#### [DOCUMENT SECTION]
BEGIN

Gas Octane Ratings

July 21st, 2016


You know those buttons you push at the gas station with the numbers on them (87, 89, 91-93)? If you’re like me, you probably pick 87 because it’s the least expensive. Hey, no shame in saving money! However, do we know if that’s the right grade for our cars? Would your car benefit from using a higher, more expensive grade?

What the octane ratings mean

Before we figure out what octane grade you should use, let’s find out the meaning behind those numbers. An octane rating measures the “knock resistance” of the fuel. Generally, these numbers will be 87 for regular, 89 for mid-grade, and any number between 91 and 93 for premium. These numbers can be higher or lower, but these are likely the ones you will see most commonly. Generally speaking, lower grade octane levels are made with cheaper ingredients. What makes premium gas expensive is the fact that it was blended with more octane that can handle higher pressures without self-combusting. Every gas company is different, but they make their premium blends with more expensive ingredients, hence the higher price.

What is “knock resistance”?

END

#### [WRITTEN TASKS]
[1] Which fuel grade names does the gas octane text mention? List each one.
[2] Could you carry on the gas octane article from its final line?

#### [EXTRACTED RECORDS]
BEGIN

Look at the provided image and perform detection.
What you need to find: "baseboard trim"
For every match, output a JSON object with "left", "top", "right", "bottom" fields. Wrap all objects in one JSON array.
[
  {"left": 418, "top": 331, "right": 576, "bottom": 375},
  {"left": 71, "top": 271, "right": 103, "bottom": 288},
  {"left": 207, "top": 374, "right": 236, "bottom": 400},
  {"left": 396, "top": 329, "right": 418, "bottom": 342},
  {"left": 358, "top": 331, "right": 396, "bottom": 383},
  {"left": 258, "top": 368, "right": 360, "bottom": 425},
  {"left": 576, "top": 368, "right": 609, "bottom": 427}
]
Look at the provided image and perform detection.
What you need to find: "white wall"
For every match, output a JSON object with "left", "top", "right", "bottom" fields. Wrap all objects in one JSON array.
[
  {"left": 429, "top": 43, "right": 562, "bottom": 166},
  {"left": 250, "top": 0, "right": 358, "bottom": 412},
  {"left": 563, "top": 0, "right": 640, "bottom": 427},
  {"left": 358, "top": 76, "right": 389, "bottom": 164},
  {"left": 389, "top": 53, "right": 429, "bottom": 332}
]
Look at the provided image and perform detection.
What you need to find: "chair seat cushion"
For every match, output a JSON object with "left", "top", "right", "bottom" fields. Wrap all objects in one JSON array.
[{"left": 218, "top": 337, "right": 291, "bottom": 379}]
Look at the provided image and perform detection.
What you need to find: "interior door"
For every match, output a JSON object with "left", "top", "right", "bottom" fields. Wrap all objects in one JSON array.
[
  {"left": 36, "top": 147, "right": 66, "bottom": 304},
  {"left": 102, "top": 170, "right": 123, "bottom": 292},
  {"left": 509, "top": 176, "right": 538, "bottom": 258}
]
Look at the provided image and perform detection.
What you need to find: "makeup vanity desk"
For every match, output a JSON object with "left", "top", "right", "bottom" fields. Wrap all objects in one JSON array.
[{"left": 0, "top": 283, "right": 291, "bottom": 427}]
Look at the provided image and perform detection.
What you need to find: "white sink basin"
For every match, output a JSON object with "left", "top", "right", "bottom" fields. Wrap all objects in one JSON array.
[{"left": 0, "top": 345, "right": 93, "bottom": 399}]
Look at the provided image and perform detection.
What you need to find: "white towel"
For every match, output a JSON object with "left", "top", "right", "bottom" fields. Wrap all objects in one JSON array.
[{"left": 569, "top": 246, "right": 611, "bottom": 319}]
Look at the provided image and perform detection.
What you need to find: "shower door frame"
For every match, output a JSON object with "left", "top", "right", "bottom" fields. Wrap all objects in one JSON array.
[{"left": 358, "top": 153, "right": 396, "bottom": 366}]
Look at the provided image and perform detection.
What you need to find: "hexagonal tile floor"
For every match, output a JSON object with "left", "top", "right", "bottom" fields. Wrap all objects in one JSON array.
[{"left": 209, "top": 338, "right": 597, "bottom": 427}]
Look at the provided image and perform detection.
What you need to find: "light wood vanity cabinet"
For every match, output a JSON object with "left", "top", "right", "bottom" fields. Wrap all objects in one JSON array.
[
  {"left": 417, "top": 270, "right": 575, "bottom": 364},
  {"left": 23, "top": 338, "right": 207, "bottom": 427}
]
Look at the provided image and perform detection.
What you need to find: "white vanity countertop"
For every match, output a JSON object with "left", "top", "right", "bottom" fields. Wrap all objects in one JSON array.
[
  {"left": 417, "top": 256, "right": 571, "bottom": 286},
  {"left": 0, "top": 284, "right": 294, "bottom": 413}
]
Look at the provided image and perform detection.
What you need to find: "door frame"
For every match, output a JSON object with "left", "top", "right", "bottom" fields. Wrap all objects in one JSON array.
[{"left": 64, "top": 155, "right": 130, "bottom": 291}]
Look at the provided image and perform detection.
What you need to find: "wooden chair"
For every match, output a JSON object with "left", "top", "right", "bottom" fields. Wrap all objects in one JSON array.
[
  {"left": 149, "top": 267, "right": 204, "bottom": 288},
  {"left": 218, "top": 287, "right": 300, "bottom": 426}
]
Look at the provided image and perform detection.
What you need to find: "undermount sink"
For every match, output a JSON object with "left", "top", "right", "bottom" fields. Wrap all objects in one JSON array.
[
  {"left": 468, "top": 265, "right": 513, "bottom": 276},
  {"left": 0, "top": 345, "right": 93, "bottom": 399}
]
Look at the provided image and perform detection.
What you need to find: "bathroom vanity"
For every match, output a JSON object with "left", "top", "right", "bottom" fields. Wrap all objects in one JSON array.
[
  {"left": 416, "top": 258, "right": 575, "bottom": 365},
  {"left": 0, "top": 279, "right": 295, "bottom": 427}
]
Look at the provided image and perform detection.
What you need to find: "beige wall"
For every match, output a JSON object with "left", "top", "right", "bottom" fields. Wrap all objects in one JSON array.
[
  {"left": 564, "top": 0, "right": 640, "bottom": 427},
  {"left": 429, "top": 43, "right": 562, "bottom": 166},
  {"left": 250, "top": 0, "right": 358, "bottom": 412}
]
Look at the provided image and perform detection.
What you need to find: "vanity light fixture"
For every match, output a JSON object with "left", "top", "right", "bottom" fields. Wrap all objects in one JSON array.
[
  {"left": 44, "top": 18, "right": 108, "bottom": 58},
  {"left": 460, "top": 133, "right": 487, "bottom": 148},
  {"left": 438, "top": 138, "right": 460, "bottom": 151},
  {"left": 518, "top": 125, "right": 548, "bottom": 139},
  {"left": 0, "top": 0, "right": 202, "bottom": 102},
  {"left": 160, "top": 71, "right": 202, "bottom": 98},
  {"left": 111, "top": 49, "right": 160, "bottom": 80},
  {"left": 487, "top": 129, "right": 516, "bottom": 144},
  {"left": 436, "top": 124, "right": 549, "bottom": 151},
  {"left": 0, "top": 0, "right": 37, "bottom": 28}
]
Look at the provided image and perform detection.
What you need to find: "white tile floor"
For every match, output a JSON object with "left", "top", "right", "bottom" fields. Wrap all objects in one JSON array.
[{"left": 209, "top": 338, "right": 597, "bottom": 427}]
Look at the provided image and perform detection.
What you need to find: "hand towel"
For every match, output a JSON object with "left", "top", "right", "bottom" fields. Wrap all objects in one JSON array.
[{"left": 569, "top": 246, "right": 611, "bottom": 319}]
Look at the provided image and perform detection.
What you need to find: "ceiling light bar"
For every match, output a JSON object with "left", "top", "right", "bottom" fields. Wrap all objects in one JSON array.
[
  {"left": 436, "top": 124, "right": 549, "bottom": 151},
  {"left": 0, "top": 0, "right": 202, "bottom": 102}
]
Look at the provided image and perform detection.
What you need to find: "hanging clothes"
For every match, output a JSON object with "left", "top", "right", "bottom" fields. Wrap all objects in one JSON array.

END

#### [FINAL RESULTS]
[1]
regular
mid-grade
premium

[2]
Engine knocking means that the fuel within your engine is prematurely sparking and combusting on its own, causing a knocking sound. This incident is common in high compression engines, like the ones found in the 2014 Acura TSX, for example. For these kind of engines, gas with higher octane ratings should be used in order to prevent that knock from happening. Is it cause for concern if you hear your engine knock? Not always; you should only be worried if it’s a constant, hard knock. This could harm your engine, and we all know how much you want to keep driving on those beautiful TSX wheels.

Paying the price: is it worth it?

Should you always opt for the higher grade no matter what car you drive? Well, for starters, you should always check with your owner’s manual to see what kind of fuel you should be using! You could be putting regular-grade gas in a car that actually needs premium, or vice versa!

Similar to how we talked about synthetic oil last time, not every car will benefit from using premium gas. In fact, if you put premium gas in a car that doesn’t require it, then you probably just wasted your money. Your car will not perform any better with the premium gas than it would have with regular-grade gas.

So, to sum it up, a higher grade gas means less knocking in your engine. Read your owner’s manual to find out if you need to use higher-grade gas or not. If you’re still feeling questionable about it, listen to your engine. If you don’t hear a knock, then you can stick with regular gas grade. If you hear persistent knocking, try a premium gas and see how that works.


Hope this helped!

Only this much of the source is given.